- [Data shown]
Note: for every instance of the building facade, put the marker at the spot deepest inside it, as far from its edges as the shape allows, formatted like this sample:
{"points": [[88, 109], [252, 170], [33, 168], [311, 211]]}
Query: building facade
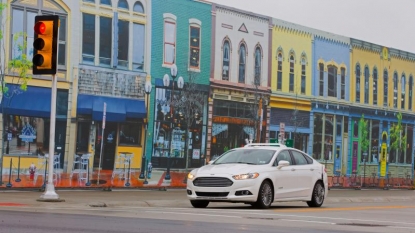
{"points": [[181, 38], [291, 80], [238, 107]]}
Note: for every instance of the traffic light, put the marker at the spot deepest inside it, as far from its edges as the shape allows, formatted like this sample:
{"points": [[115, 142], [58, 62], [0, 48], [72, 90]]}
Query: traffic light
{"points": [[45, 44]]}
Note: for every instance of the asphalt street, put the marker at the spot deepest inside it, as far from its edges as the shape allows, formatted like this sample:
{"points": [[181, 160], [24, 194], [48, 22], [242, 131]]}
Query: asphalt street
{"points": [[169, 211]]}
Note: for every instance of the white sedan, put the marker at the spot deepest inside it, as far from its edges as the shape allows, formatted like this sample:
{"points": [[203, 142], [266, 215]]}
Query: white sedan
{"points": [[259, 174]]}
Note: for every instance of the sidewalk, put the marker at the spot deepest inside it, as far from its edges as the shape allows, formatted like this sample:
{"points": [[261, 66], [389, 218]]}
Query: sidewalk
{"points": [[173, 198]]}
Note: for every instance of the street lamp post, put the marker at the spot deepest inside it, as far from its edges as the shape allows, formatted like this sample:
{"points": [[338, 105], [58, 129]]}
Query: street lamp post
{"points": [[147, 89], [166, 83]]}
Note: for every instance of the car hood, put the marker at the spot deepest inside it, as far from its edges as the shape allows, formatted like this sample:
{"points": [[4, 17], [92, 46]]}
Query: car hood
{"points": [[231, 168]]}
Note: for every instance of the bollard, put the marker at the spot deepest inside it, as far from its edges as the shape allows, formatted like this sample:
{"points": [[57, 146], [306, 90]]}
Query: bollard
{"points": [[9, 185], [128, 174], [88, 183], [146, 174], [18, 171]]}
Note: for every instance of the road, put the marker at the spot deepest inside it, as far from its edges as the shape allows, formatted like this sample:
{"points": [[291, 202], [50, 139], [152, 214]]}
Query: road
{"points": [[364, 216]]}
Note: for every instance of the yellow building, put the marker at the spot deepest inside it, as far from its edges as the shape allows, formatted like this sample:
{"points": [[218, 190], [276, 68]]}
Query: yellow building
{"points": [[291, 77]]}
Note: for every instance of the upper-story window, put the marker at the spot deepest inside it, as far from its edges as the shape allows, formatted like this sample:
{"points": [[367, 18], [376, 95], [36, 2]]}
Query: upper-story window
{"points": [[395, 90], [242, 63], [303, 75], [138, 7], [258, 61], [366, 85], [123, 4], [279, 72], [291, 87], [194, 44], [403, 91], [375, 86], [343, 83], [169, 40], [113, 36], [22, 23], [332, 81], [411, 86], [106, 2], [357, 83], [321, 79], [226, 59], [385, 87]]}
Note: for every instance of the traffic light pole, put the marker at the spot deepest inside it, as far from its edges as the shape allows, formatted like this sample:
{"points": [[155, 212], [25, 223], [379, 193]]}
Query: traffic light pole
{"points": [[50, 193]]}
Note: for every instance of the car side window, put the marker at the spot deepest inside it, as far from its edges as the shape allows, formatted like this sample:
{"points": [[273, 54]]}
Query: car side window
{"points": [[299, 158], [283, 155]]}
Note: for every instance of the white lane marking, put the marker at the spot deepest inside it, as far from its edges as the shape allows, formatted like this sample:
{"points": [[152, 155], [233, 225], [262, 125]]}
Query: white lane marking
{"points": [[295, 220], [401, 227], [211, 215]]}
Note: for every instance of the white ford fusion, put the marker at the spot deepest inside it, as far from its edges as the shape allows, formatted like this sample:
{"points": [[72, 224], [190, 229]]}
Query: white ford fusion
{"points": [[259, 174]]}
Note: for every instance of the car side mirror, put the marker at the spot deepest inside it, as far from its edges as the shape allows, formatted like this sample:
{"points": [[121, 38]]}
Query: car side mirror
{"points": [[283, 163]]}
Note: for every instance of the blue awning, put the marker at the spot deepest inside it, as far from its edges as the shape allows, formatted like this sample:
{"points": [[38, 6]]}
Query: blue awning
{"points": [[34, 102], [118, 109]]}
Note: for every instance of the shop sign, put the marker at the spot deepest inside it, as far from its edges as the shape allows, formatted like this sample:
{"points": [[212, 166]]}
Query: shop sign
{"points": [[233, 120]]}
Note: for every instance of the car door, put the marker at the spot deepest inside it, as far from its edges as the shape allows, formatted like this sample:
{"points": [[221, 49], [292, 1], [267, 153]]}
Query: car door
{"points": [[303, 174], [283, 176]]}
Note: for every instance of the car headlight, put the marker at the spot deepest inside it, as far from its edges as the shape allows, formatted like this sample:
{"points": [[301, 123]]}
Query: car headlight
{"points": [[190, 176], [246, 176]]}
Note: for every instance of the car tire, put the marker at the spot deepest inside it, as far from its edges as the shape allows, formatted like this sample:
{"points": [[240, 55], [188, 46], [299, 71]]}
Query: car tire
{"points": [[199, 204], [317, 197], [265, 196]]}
==
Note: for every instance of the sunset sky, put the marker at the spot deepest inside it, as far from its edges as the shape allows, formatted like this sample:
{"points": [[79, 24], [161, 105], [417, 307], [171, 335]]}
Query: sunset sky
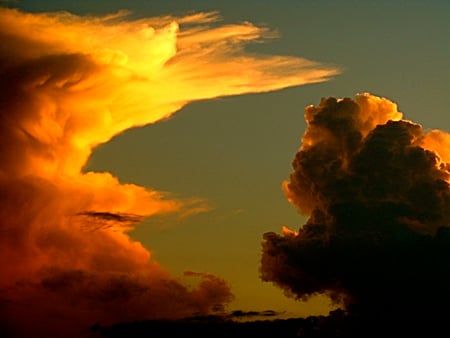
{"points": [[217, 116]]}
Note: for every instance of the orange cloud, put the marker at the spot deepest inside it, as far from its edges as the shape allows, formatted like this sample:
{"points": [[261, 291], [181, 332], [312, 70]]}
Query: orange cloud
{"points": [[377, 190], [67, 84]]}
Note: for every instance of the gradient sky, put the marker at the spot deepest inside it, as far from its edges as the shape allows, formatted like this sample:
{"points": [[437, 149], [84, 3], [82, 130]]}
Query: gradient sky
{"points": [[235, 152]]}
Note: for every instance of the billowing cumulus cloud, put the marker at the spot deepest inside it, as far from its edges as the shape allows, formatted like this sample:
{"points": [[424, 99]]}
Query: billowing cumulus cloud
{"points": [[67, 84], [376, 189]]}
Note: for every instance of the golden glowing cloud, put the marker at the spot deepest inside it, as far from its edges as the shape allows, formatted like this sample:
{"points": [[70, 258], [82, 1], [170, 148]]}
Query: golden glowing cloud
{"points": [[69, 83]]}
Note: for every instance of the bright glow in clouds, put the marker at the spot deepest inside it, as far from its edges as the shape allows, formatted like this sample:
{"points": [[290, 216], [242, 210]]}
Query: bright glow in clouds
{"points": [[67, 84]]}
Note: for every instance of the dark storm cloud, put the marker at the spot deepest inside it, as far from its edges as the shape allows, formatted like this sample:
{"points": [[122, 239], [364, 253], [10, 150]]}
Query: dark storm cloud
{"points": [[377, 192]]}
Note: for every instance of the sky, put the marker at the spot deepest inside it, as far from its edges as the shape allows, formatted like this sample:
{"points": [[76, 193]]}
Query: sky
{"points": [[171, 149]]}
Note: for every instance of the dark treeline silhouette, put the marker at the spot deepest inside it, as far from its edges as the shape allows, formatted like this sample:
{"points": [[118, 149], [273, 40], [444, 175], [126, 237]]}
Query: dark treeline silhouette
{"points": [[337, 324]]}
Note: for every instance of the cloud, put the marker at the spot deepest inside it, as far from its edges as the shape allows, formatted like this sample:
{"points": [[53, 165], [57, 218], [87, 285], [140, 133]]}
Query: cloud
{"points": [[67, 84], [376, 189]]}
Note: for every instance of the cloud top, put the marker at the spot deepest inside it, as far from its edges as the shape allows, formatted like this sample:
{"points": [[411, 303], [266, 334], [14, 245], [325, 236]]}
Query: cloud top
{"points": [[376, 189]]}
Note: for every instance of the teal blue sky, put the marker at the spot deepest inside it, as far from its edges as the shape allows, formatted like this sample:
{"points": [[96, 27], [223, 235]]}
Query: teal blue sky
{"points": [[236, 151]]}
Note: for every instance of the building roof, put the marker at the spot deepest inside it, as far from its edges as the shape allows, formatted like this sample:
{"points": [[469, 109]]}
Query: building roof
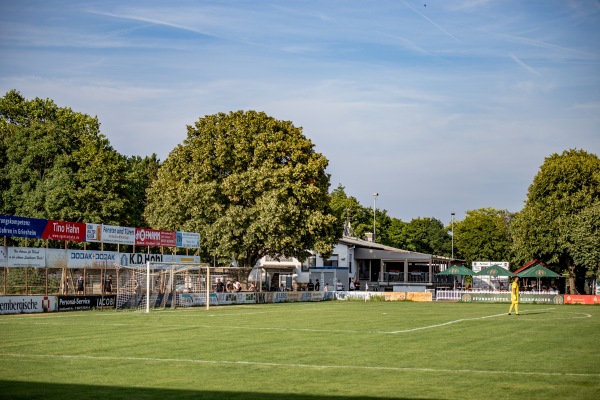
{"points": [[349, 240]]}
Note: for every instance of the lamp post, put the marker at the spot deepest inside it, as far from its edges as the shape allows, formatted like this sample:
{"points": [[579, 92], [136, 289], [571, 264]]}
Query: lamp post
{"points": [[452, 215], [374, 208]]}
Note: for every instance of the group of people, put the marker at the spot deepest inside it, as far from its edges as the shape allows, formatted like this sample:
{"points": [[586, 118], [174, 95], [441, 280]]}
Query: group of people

- [Exercise directions]
Retype, character for character, the stretch of items from the line containing "Note: for every instance of the group" through the line containing "Query: group of people", including both of those lines.

- [Complete response]
Note: for every instance of the group of people, put the marker at the spot deepest inside it, as far from its edges as the shape allows, formatted like this sample:
{"points": [[586, 118], [174, 95], [441, 280]]}
Query: group of people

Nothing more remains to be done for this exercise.